Passage to read:
######

I have tried in the time since to return the service I received to others. A beneficiary of the summer workshop, I have recently had the opportunity to lead the workshop twice. My tenure supported by the Intellectual Work document, I now serve on the committee to revise it and keep it fresh for others. Having had the opportunity to learn from colleagues through our Network for Media Action, I now am able to work with the CCCC Listening Tour initiative and to attend advocacy day activities as CCCC Secretary. The opportunity to serve as WPA Vice President would allow me to continue to pay forward this debt.
As I think back to my early days as a WPA at York (before anyone on campus, including me, had heard of that title or organization), I have mixed feelings. On one hand, the world seems so much brighter for people in my position, which I held for 13 years. On the other hand, as I led the WPA workshop, I noticed that while many were much more prepared for this work than I had been, for other attendees, the world had not changed at all. They were still overworked, under-trained, from disciplines outside of writing studies, and unaware of the political battles they would be fighting. And those were the ones who had been funded to attend. I know that there are countless others, attempting to run programs with no training, meager funding, and few connections to our disciplinary work. Those individuals, left largely on their own, are the literacy educators who will determine the future of many young students—and who can bring us invaluable insights into the larger picture of the world of literacy education. So, as I consider the possibility of serving in this position, that is my central goal—to advocate for the professionalization of this important work not only in the places that are represented on CWPA, but for those who may not even know—yet—that this organization exists.

######

Extracted information:
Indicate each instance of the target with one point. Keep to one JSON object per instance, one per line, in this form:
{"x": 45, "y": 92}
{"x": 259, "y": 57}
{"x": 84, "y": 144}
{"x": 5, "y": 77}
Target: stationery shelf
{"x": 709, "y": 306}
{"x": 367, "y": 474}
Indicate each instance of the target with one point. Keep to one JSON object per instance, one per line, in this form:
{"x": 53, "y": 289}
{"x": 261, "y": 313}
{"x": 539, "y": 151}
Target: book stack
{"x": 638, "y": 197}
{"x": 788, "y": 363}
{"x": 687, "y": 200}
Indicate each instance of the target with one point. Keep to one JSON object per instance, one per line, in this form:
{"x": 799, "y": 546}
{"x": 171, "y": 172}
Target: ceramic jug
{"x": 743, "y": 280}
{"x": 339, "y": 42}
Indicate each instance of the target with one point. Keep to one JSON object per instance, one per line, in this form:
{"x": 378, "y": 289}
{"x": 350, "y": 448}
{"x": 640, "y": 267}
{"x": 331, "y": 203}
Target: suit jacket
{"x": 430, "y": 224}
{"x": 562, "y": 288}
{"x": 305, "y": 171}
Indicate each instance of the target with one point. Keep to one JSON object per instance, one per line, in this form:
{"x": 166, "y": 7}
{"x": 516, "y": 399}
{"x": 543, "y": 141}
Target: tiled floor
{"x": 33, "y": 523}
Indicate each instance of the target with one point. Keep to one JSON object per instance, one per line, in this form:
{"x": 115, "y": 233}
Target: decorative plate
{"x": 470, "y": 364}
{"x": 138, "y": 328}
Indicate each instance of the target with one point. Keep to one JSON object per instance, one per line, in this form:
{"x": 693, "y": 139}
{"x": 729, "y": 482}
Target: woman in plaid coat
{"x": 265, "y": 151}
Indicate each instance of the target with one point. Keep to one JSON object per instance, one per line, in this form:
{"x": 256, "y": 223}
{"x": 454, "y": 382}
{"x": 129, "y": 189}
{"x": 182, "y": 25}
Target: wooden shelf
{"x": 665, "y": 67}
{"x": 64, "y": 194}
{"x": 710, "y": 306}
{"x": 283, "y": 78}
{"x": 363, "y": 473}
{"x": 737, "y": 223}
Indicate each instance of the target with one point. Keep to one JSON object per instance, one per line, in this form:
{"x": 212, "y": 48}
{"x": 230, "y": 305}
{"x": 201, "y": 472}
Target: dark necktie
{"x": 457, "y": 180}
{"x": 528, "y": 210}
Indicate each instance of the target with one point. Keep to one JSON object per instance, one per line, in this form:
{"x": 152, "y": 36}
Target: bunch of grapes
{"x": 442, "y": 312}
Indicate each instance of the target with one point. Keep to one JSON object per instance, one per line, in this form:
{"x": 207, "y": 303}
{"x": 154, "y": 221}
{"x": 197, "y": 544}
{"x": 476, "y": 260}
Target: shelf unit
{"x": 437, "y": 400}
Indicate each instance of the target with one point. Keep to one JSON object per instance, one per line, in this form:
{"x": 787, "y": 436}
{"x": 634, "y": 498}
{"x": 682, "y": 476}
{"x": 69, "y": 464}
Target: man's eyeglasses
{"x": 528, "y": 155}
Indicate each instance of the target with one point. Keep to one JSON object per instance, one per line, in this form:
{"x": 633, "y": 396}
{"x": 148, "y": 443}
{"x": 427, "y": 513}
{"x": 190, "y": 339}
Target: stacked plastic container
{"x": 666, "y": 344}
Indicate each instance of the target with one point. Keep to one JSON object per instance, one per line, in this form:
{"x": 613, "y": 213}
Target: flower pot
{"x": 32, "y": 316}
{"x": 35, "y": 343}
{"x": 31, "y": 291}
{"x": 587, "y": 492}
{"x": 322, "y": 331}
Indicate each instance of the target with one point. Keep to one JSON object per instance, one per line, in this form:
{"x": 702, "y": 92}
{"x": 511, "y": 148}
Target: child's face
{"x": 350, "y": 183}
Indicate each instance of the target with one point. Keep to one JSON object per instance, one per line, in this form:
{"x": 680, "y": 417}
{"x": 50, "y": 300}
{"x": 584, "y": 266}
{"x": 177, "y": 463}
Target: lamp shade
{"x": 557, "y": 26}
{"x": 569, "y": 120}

######

Tasks for this exercise:
1) Using the candidate statement, decide whether each claim agrees with it: (a) the writer held the WPA position at York for 13 years; (b) the writer has led the summer workshop three times; (c) the writer serves on the committee revising the Intellectual Work document. Answer yes or no for each and quote the words from the statement that settle it.
2) Transcribe the candidate statement word for word, from "I have tried" up to and including "forward this debt.".
The data has no connection to the candidate statement.

Task-by-task answers:
1)
(a) Yes: "which I held for 13 years."
(b) No: "I have recently had the opportunity to lead the workshop twice."
(c) Yes: "I now serve on the committee to revise it and keep it fresh for others."

2)
I have tried in the time since to return the service I received to others. A beneficiary of the summer workshop, I have recently had the opportunity to lead the workshop twice. My tenure supported by the Intellectual Work document, I now serve on the committee to revise it and keep it fresh for others. Having had the opportunity to learn from colleagues through our Network for Media Action, I now am able to work with the CCCC Listening Tour initiative and to attend advocacy day activities as CCCC Secretary. The opportunity to serve as WPA Vice President would allow me to continue to pay forward this debt.